SUPPLIED PASSAGE:
◆ ◆ ◆

Microfracturing is an excellent method of obtaining direct, in-situ stress measurements, not only in shales, but in conventional reservoirs as well. Recent advances have shown that microfracturing can help improve reservoir management by guiding well placement, optimizing injection rates, and managing perforation strategy.
Microfracturing consists of isolating small test intervals in a well between inflatable packers, increasing the pressure until a small fracture forms and then by conducting a few injection and shut-in cycles, extend the fracture beyond the influence of the wellbore. Results show that direct stress measurements can be successfully acquired at multiple intervals in a few hours and the vertical scale nearly corresponds to electric log resolution. Therefore, microfracture testing (generally performed in a pilot / vertical well) is an appropriate choice for calibrating log derived geomechanical models and obtaining a complete, accurate, and precise vertical stress profile.
This paper describes the microfracturing process and presents several examples that led to increased hydrocarbon recovery by efficient stimulation and/or completion design. Case studies presented range from optimizing hydraulic fracturing in unconventional (Delaware Basin, USA), determining safe waterflood injection rates in brownfields (Offshore UK), and helping improve perforation placement in ultra-deepwater reservoirs.

◆ ◆ ◆

TASK DIRECTIONS: Quote the microfracturing passage verbatim, starting with "This paper describes" and going on through "in ultra-deepwater reservoirs.".

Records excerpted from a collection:
◆ ◆ ◆

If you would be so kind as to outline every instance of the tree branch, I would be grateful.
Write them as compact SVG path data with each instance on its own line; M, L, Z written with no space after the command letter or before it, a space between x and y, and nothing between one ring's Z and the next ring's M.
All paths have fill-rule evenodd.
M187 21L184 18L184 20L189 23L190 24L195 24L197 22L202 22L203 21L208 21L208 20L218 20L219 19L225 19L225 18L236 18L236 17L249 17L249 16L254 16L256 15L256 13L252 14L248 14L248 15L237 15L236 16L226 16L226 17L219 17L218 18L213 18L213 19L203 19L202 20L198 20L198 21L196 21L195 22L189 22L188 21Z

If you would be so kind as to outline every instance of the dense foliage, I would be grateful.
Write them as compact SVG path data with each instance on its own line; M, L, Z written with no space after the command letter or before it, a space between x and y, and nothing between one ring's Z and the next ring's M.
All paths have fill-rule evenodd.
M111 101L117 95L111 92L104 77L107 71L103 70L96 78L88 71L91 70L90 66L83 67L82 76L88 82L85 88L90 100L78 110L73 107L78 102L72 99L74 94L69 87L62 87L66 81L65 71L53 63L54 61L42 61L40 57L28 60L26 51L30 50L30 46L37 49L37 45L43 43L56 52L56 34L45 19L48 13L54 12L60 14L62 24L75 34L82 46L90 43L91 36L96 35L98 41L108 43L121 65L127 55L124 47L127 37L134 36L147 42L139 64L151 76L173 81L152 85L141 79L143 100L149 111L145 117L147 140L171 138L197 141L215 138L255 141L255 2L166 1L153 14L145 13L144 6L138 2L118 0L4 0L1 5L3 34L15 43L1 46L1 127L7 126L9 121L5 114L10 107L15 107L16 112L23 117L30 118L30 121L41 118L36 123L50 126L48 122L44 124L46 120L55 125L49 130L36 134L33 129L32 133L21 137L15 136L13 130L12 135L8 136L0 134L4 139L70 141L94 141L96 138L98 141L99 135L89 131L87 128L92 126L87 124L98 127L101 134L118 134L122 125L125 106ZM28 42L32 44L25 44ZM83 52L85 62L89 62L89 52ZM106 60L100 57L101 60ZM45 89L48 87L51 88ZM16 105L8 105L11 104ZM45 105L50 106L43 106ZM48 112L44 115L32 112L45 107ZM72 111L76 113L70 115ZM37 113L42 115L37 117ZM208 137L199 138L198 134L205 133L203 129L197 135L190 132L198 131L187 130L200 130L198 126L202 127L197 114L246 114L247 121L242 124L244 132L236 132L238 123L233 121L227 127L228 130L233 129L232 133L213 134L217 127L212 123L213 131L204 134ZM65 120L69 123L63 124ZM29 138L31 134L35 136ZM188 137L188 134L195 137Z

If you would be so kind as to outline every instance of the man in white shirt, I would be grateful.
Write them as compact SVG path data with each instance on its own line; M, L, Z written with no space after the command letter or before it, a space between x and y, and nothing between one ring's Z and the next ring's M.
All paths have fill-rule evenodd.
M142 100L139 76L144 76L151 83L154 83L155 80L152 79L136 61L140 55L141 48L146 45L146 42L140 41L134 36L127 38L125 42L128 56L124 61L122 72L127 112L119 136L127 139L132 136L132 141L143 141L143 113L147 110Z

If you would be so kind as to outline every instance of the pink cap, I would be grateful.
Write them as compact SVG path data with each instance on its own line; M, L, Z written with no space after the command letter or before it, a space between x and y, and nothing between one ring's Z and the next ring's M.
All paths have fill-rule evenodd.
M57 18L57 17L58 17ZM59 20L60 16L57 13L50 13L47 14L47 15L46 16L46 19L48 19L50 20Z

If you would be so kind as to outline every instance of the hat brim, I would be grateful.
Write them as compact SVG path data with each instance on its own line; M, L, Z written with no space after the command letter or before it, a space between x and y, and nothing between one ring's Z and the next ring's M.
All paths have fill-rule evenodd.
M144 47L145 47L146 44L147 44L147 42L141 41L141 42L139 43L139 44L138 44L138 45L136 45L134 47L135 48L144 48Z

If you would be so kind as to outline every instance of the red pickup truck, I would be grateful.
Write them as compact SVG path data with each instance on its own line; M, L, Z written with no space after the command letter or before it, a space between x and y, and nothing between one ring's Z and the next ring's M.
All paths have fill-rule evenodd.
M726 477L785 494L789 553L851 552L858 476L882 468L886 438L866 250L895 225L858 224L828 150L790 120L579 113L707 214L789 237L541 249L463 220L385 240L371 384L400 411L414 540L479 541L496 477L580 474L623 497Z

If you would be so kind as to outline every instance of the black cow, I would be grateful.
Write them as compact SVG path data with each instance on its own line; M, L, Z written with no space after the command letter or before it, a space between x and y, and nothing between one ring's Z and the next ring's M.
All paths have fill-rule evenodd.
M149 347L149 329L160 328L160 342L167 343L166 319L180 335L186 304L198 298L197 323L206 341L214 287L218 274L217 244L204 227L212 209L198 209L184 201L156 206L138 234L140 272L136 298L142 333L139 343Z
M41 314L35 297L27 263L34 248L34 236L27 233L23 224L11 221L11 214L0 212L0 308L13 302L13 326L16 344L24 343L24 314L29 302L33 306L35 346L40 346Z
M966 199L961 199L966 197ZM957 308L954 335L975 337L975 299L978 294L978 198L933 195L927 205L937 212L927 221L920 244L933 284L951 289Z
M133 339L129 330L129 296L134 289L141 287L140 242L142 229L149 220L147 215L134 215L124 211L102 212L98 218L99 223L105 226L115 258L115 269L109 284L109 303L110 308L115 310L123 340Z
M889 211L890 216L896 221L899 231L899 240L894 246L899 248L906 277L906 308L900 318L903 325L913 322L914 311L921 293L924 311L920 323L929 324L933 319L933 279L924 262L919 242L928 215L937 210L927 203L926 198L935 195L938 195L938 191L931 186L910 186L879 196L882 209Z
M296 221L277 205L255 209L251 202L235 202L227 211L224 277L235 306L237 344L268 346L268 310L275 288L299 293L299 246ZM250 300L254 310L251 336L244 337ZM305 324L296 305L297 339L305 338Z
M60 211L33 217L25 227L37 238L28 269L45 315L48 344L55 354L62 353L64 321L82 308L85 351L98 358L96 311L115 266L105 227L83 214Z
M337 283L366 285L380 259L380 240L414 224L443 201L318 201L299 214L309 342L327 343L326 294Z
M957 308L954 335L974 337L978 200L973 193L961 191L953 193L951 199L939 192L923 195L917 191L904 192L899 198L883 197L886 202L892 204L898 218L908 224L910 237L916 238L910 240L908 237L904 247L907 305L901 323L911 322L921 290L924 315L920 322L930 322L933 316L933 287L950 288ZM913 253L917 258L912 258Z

◆ ◆ ◆

TASK SOLUTION:
This paper describes the microfracturing process and presents several examples that led to increased hydrocarbon recovery by efficient stimulation and/or completion design. Case studies presented range from optimizing hydraulic fracturing in unconventional (Delaware Basin, USA), determining safe waterflood injection rates in brownfields (Offshore UK), and helping improve perforation placement in ultra-deepwater reservoirs.